_Brief_
Please repeat the records exactly, keeping the pictures out.

== Records for the exercise

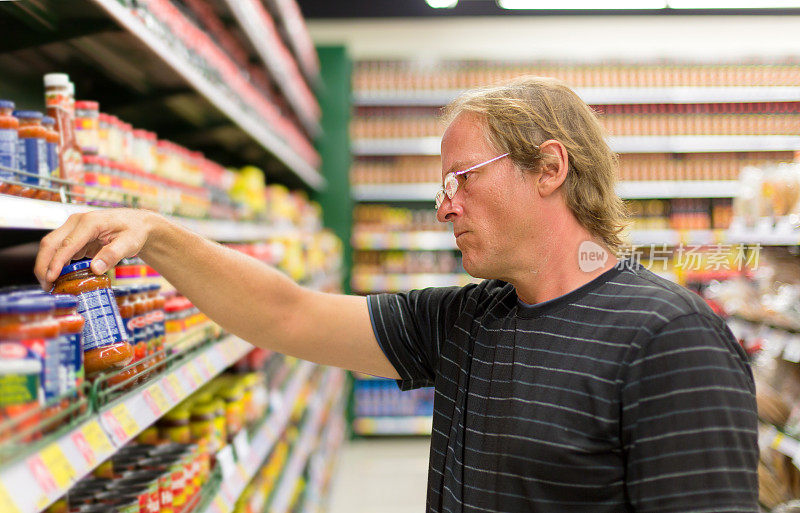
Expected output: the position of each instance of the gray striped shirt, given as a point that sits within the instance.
(627, 394)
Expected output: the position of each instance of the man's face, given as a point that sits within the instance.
(492, 210)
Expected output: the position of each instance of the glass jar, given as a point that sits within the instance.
(70, 342)
(9, 147)
(87, 125)
(29, 320)
(105, 343)
(33, 154)
(51, 147)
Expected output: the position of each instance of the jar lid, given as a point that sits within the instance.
(27, 304)
(28, 114)
(80, 265)
(56, 79)
(121, 290)
(87, 105)
(65, 301)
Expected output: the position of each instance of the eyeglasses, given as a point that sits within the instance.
(451, 182)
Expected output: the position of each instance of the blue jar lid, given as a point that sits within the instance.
(65, 301)
(121, 290)
(28, 114)
(76, 266)
(32, 303)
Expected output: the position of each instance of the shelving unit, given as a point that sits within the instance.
(619, 144)
(404, 93)
(47, 473)
(601, 96)
(650, 189)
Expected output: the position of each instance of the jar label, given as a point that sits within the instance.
(8, 153)
(20, 374)
(71, 360)
(103, 322)
(35, 162)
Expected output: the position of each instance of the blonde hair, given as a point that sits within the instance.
(527, 111)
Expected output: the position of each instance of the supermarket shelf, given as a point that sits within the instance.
(703, 143)
(25, 213)
(251, 124)
(432, 241)
(298, 37)
(422, 425)
(251, 455)
(392, 282)
(47, 474)
(620, 144)
(262, 33)
(669, 237)
(280, 501)
(427, 240)
(651, 189)
(783, 232)
(602, 96)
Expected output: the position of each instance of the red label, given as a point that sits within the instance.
(83, 447)
(42, 475)
(148, 398)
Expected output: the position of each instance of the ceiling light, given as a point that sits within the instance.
(588, 5)
(733, 4)
(442, 4)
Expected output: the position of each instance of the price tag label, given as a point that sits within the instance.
(159, 398)
(126, 421)
(59, 466)
(242, 445)
(6, 504)
(198, 379)
(42, 476)
(174, 384)
(226, 461)
(151, 403)
(97, 439)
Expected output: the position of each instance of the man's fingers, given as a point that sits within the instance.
(85, 230)
(48, 247)
(113, 252)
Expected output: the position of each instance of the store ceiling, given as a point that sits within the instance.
(326, 9)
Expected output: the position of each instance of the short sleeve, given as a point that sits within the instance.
(689, 425)
(410, 328)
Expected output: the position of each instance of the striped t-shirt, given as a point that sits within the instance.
(626, 394)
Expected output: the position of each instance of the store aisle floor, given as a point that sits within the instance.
(381, 475)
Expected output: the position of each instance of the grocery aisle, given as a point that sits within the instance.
(386, 475)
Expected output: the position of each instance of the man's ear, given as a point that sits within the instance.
(554, 167)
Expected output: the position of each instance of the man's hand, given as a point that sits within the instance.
(107, 236)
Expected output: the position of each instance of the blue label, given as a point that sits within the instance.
(35, 161)
(103, 322)
(71, 359)
(9, 152)
(50, 370)
(52, 159)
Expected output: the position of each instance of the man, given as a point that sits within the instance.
(566, 381)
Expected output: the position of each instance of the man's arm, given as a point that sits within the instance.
(245, 297)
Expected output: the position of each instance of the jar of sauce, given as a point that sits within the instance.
(33, 154)
(51, 146)
(9, 147)
(105, 342)
(70, 341)
(28, 319)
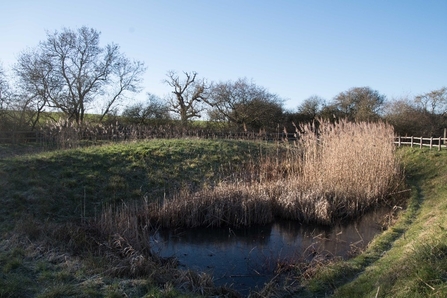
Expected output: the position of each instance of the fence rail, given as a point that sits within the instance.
(420, 142)
(45, 138)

====

_Answer for the task_
Expected output: the position of each instance of the gray striped shirt, given as a point that sits within the instance.
(627, 394)
Expected output: the position of each instance of the man's face, given as a point that sits within the instance.
(492, 210)
Expected output: the position of each instance of the glass jar, given as a point that sits within the instance.
(70, 342)
(9, 147)
(87, 125)
(29, 320)
(105, 343)
(33, 154)
(51, 147)
Expected output: the position of each instance of the jar lid, given as a point that sits within the instance.
(27, 304)
(28, 114)
(80, 265)
(56, 79)
(121, 290)
(87, 105)
(65, 301)
Expected output: the position of each instance of the eyeglasses, given as a point that sits within the instance.
(451, 182)
Expected output: the position of each instance of the blue jar lid, given as a point that sits within the instance.
(65, 301)
(121, 290)
(28, 114)
(76, 266)
(32, 303)
Expected output: the position of each instance of the shelving unit, given as a point that sits within the instance.
(619, 144)
(404, 93)
(47, 473)
(601, 96)
(650, 189)
Expected output: the position of each instance of the jar label, given as a point that sits within the instance.
(8, 153)
(20, 374)
(71, 360)
(103, 322)
(35, 162)
Expected output: the position of each instance of the blonde hair, given as a point that sits within the instance.
(527, 111)
Expected output: the position of each instance of the supermarket shelf, given as a point that sits within the instance.
(703, 143)
(25, 213)
(251, 124)
(432, 241)
(298, 37)
(422, 425)
(251, 455)
(392, 282)
(47, 474)
(620, 144)
(262, 33)
(669, 237)
(280, 501)
(427, 240)
(651, 189)
(783, 232)
(602, 96)
Expected output: the position of each instance of the red label, given as a point that sits within the instance.
(83, 447)
(42, 475)
(148, 398)
Expected output: the position of each instance of the ceiling light, given as a point that sits within the instance.
(588, 5)
(733, 4)
(442, 4)
Expected output: the position of each instance of the price tag label, given as a point that sits within the instance.
(159, 398)
(126, 421)
(59, 466)
(242, 445)
(6, 504)
(198, 379)
(42, 476)
(174, 384)
(226, 461)
(151, 403)
(97, 439)
Expected output: the position of each instance of the man's fingers, given as a point that sits within the instance.
(85, 230)
(48, 247)
(113, 252)
Expected output: the position of each instance of the store ceiling, given as a point that sits within the instance.
(326, 9)
Expected output: the position of each instance of the short sleeve, given as a point that sits within the instance.
(689, 425)
(410, 328)
Expected output: the position of each instance of the striped t-shirt, given as a point that sits within the instance.
(626, 394)
Expected output: the position of each instance of the store aisle floor, given as a point that sits within the instance.
(381, 475)
Expected output: the position of each instance of the grocery aisle, given as a point that sits within the instance.
(386, 475)
Expected output: the position of each instance of the man's ear, given as a point that sits within the instance.
(554, 167)
Expected output: the position of each instance of the man's hand, given as a point that sits within the instance.
(107, 236)
Expected output: the position of each instance of the blue label, given as a point that sits within the instance.
(35, 161)
(103, 322)
(71, 359)
(9, 152)
(50, 370)
(52, 159)
Expected output: the position of each instance of the man, given as a point that sits within the instance.
(566, 381)
Expected output: the position of each instance of the man's arm, given as a point that sits within the instance.
(245, 297)
Expected output: the position of each instance of the jar of sauce, given as a point that sits within the instance.
(33, 154)
(51, 146)
(9, 147)
(105, 342)
(70, 341)
(28, 319)
Expected output: the position of each instance of the fence rail, given as a point that sits within the instance.
(420, 142)
(45, 138)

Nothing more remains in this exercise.